Set problem 1:
Return every line of the records that contains the string "foliage", treating case as significant.

Excerpt to read:
What do the three GOP leaders have in common?
The trio above is composed of New Jersey Governor – Chris Cristie, Wisconsin Governor – Scott Walker, and former President Richard Nixon. What they have in common is the metaphorical crossing of a bridge to far. The George Washington Bridge closing is just too pregnant with symbolism to pass up – it just begs for a parable. The controversy facing Governor Cristie is not new. It echos back to the classic temptation that has visited the wealthy and powerful throughout human time, the temptation to use power to manipulate circumstances for personal gain, or worse yet, retribution against opponents.
In recent times any political scandal visited on person of power that is met with denial on the part of the accused inherits the suffix “gate”. Of course, this is because of the Grandaddy of all coverups Watergate. If you are now about 50 or older, you will remember the two year long continuous denial of Richard Nixon in a personal way; his stubborn claim that he knew nothing of the break-in at the Watergate office complex in D. C. right up until the day when he was finally threatened with certain impeachment. He was forced to resign his office in shame on August 9 of 1974. This is why the denial of wrong doing on the part of Chris Cristie has already been coined as “Bridgegate”. It is why the on going investigation of Scott Walker in Wisconsin is known as “Walkergate”.
Nixon found himself hopelessly stuck in a mud of denial of the break-in and yet, he spun his wheels for two years to create a rut so deep and so intractable that any other politician so accused is doomed to follow his Watergate track. Cristie and Walker are doomed to drive down the same road, unable to turn their wheels out of the Watergate rut, until they drive off the eventual cliff of embarrassment, denial, and final resignation. Watergate has become the thousand piece jig-saw puzzle with the final picture clearly displayed on the cover of the box. Just like a sequel movie or TV show the “Othergates” of Christie and Walker are solved by the picture on the puzzle box long before the hours of putting all the pieces together proves the fact. But, oh what fun all the endless mystery and intrigue provide for media pundits, and political junkies! “I found a piece!”
All of a piece
The politicians who find themselves trapped behind some “Gate” or other share some common foibles so that the piecing together of the puzzle becomes traceable and predictable. It might be argued that every politician has a big ego, but the “Gate” politicians have ego’s on steroids – like Chris Cristie and Scott Walker. They need to “be someone” far out weighs their need to serve someone.
This obsessive need could not have been made more clear on the part of Cristie than in his two hour news conference when all of his apologies and administrative actions where deeply based in his personal foible: “It’s all about me.” My staff lied to ME. They blindsided ME. Me. I. Me. I. This is the way “Gate” politicians see the world. Scott Walker’s “Gate” has yet to break loose in the national media, but it appears inevitable that he is the next “Gate” on the horizon. Mark my words. Walkergate is a bridge just waiting to be crossed.

Set problem 2:
Reproduce the stretch of the commentary on the three GOP leaders from "This obsessive need" through "to be crossed.", replacing "news conference" with "press conference".

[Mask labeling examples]
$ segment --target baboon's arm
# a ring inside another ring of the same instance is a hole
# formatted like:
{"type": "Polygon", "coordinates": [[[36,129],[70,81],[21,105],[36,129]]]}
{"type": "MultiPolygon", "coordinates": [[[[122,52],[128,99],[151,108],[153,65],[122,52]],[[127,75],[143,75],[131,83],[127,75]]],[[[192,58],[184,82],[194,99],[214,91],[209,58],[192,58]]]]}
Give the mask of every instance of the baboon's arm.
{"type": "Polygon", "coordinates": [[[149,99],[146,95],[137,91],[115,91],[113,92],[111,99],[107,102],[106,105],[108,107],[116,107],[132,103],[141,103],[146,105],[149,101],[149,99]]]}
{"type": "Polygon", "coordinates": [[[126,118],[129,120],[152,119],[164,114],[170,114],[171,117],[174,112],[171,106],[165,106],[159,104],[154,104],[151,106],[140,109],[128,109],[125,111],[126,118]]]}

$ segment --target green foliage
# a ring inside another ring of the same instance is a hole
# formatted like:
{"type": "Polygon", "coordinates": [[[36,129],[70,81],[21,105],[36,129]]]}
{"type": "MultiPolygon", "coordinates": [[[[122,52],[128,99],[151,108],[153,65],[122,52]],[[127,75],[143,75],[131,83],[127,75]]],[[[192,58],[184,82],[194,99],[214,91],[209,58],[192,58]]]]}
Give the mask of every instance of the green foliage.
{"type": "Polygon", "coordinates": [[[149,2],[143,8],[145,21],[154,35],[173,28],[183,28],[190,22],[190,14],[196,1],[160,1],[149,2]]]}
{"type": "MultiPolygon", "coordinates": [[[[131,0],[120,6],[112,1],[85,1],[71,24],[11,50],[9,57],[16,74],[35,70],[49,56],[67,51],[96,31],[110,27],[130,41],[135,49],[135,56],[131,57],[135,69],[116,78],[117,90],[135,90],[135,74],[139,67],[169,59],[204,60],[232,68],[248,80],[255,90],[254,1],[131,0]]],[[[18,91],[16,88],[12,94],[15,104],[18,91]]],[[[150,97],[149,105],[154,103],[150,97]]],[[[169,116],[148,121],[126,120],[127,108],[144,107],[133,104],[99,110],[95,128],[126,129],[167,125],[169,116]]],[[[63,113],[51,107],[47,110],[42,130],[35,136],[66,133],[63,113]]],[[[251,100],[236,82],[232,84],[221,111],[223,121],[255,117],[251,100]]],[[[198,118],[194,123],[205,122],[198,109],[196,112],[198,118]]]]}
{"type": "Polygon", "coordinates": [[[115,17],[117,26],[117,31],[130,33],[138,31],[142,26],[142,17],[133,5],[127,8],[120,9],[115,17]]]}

Full solution 1:
$ segment --target green foliage
Give the mask of every instance of the green foliage.

Full solution 2:
This obsessive need could not have been made more clear on the part of Cristie than in his two hour press conference when all of his apologies and administrative actions where deeply based in his personal foible: “It’s all about me.” My staff lied to ME. They blindsided ME. Me. I. Me. I. This is the way “Gate” politicians see the world. Scott Walker’s “Gate” has yet to break loose in the national media, but it appears inevitable that he is the next “Gate” on the horizon. Mark my words. Walkergate is a bridge just waiting to be crossed.